Aim of the exercise: Can you write out the entries below again, swapping every "one per line" for "each on its own line" and leaving everything else unchanged, with the pictures omitted?

(Named-object pointing records)
■ ■ ■ ■ ■
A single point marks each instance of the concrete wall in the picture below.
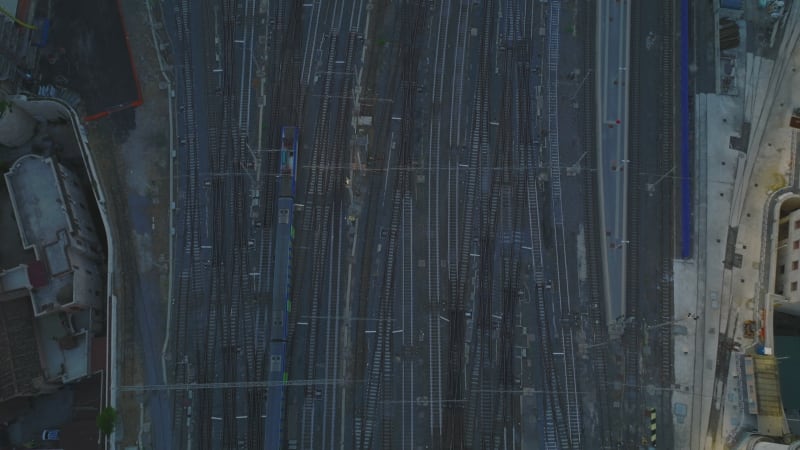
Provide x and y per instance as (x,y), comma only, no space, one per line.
(788,276)
(16,127)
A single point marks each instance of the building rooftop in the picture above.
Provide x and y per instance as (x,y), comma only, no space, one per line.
(20,364)
(37,201)
(66,355)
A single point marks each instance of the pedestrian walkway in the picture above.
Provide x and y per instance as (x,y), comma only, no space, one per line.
(744,147)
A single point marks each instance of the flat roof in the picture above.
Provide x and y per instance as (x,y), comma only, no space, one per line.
(66,356)
(19,359)
(37,200)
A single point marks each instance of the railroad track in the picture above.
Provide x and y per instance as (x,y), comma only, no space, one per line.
(188,283)
(597,331)
(666,307)
(631,339)
(477,409)
(376,428)
(573,410)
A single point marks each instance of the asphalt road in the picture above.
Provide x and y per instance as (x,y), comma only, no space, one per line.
(612,160)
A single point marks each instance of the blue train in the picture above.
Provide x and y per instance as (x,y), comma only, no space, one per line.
(281,288)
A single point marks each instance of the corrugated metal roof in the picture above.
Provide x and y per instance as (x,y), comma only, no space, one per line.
(731,4)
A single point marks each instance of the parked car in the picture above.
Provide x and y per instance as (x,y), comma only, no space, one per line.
(51,434)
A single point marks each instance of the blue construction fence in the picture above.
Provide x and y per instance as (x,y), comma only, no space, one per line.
(685,174)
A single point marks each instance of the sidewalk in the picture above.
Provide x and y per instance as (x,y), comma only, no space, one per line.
(733,189)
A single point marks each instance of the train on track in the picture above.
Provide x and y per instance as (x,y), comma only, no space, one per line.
(281,287)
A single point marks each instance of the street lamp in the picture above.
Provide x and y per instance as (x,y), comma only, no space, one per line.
(651,187)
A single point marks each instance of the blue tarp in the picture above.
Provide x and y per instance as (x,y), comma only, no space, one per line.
(731,4)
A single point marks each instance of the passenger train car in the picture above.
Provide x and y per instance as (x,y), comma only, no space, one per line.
(281,287)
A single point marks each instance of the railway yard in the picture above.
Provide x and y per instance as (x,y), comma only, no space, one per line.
(450,274)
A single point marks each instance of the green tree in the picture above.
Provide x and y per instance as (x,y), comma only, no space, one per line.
(106,420)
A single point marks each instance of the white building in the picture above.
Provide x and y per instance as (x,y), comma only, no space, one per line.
(787,283)
(66,282)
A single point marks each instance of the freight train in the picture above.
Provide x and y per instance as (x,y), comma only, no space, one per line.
(281,288)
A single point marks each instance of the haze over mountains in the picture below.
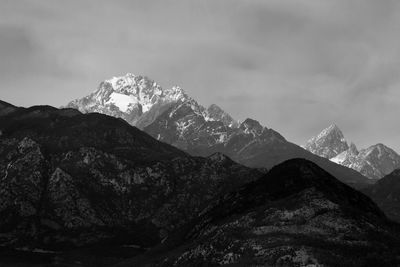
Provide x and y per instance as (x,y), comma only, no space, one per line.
(73,181)
(373,162)
(171,116)
(189,186)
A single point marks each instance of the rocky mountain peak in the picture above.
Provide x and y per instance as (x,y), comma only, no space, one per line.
(353,149)
(215,113)
(131,97)
(251,125)
(329,143)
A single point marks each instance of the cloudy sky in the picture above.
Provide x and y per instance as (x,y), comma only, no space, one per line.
(295,65)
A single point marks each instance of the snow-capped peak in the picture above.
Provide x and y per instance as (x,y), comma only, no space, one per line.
(329,143)
(129,97)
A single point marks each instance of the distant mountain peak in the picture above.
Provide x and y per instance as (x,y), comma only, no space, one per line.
(374,162)
(130,97)
(251,126)
(329,143)
(215,113)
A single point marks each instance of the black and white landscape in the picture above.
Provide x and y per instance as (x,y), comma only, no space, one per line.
(185,133)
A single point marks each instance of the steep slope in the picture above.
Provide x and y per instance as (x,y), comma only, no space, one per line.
(329,143)
(215,113)
(250,144)
(70,179)
(185,124)
(373,162)
(136,99)
(296,215)
(386,193)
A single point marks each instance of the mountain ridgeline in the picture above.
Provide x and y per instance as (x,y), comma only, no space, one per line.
(72,182)
(296,215)
(171,116)
(374,162)
(70,179)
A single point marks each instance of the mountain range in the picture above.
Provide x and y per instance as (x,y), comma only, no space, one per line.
(373,162)
(173,117)
(138,175)
(72,181)
(296,215)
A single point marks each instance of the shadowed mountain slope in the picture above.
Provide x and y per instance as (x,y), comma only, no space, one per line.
(70,179)
(296,215)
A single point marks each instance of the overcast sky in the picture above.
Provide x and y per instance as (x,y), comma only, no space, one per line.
(296,65)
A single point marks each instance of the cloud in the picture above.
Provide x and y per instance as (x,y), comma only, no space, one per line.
(294,65)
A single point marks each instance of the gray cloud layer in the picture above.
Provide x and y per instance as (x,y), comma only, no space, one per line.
(295,65)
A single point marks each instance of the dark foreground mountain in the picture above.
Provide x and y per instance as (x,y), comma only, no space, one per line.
(296,215)
(386,193)
(69,179)
(374,162)
(171,116)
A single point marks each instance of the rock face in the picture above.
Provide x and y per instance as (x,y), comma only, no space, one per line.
(187,125)
(373,162)
(69,179)
(296,215)
(136,99)
(386,193)
(329,143)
■ ■ ■ ■ ■
Task answer:
A single point marks each instance of the concrete wall in the picture below.
Provide x and y per instance as (x,y), comma only, no space, each on its own line.
(788,276)
(16,127)
A single point marks each instance of the building rooftop in the picture above.
Provide x and y per instance as (x,y), comma only, no space, each on its own line.
(20,364)
(37,201)
(66,355)
A single point marks each instance of the pedestrian walkway in the picture above.
Provide x and y per instance as (x,y), comma only, no space, each on its own line.
(744,147)
A single point marks each instance of the flat roof in the picture above.
Provide x and y per instance as (x,y), comma only, no space, each on its own line.
(66,356)
(19,359)
(37,200)
A single point marks each instance of the railroad track in the picture above.
Provide x and y per instance as (x,y), comma only, no space, each on its own line.
(188,283)
(597,331)
(666,307)
(631,339)
(477,409)
(376,428)
(573,410)
A single point marks each instance of the asphalt road in the picture above.
Provide x and y per instance as (x,y), comma only, no space, each on its own line.
(612,160)
A single point marks each instance of the blue train in the picture above.
Provide x and y per instance as (x,y), comma only, no space, each on its own line.
(281,288)
A single point marks each instance of the corrugated metal roof in the picture above.
Provide x and y per instance as (x,y), comma only, no space, each on its own line.
(731,4)
A single point marks each instance of the parked car in the picture above.
Provide x and y per instance as (x,y), comma only, no space, each on its own line.
(51,434)
A single point marks each instance of the blue construction fence in the picture above.
Provide x and y per instance as (x,y), comma only, no space, each on its own line.
(685,174)
A single point marks each instance of the sidewalk in the picture above.
Provide x and y per instance as (x,y), comma only, no space, each on its own line.
(733,189)
A single point marks each instance of the train on track in the picture above.
Provide x and y per instance as (x,y), comma only, no space, each on its own line.
(281,287)
A single point marks each instance of the street lamp in the picture above.
Provide x and y per instance as (x,y), comma only, no space, each on its own line.
(651,187)
A single point marks each instance of the blue tarp in the picture above.
Provide x and y per instance as (x,y), comma only, no space, each on its own line.
(731,4)
A single point marks each instance of the passenger train car in the picture above.
Provide x and y per instance as (x,y), comma only, no space, each on its own line.
(281,287)
A single point marks each instance of the railway yard in the picture above.
Provide x and y per instance as (x,y), comma only, no space, each on its own line.
(450,274)
A single point marks each instance of the green tree in the picture above.
Provide x and y per instance as (x,y), comma only, no space, each on its own line.
(106,420)
A single point marks each instance of the white building in the picture above.
Provide x and y per instance as (x,y), comma only, no space, each on its own line.
(787,283)
(66,282)
A single point marks each instance of the freight train in the picture above.
Provide x and y per instance as (x,y), comma only, no space, each on its own line.
(281,288)
A single point marks each instance of the haze over mountains in the picture below.
Provide x and y per instance as (x,y), comma only, no space, each on its own line.
(73,181)
(373,162)
(171,116)
(189,186)
A single point marks each instance of the rocky mountain peak in the picture above.
Provide x and y per instance as (x,y), comma only, no space, each on its own line.
(353,149)
(215,113)
(131,97)
(251,125)
(329,143)
A single point marks each instance of the cloudy sky in the picture above.
Provide x and y per instance as (x,y), comma only, no space, each on its own line.
(295,65)
A single point marks each instance of the snow-capped peak in the picture above.
Provide x and y per instance as (x,y), comma only, no space, each on its own line.
(329,143)
(129,97)
A single point marks each instance of the distant mountain peak in the picture above.
Provide x and y per instance as (x,y), comma only, no space, each on its own line.
(374,162)
(130,97)
(251,126)
(329,143)
(215,113)
A single point marks each instance of the black and white landscape in the picture above.
Provide x and y per instance as (x,y), comma only, no space, each on its own line.
(185,133)
A single point marks each instance of the steep slope in the picture above.
Provide x and y per instance as (x,y), comma only, no space, each on its own line.
(329,143)
(215,113)
(250,144)
(70,179)
(185,124)
(373,162)
(136,99)
(296,215)
(386,193)
A single point marks each instance of the mountain ridgeline in the picture above.
Provide x and y per instance as (x,y), comma only, no space, each on its own line.
(72,182)
(296,215)
(171,116)
(374,162)
(70,179)
A single point marks each instance of the mountain range in the picture above.
Provide x and y per instance as (x,y), comma only, no space, each on its own line.
(373,162)
(173,117)
(138,175)
(72,181)
(296,215)
A single point marks each instance of the shadowed mountain slope in the picture above.
Provide x and y per instance as (x,y), comma only, no space, each on its own line.
(70,179)
(296,215)
A single point marks each instance of the overcast sky in the picture above.
Provide x and y per instance as (x,y), comma only, no space, each on its own line.
(296,65)
A single point marks each instance of the cloud in the picture above.
Provide x and y per instance as (x,y), comma only, no space, each on its own line.
(294,65)
A single point marks each instance of the gray cloud layer in the picture above.
Provide x and y per instance as (x,y), comma only, no space, each on its own line.
(295,65)
A single point marks each instance of the dark foreground mountain in the picture above.
Provide x and y per instance as (x,y), comma only, no space, each on its own line.
(296,215)
(386,193)
(69,179)
(374,162)
(171,116)
A single point marks each instance of the rock face in the picture above.
Provide x and y per instance as (x,y), comma only, no space, each on its own line.
(187,125)
(373,162)
(69,179)
(296,215)
(136,99)
(386,193)
(329,143)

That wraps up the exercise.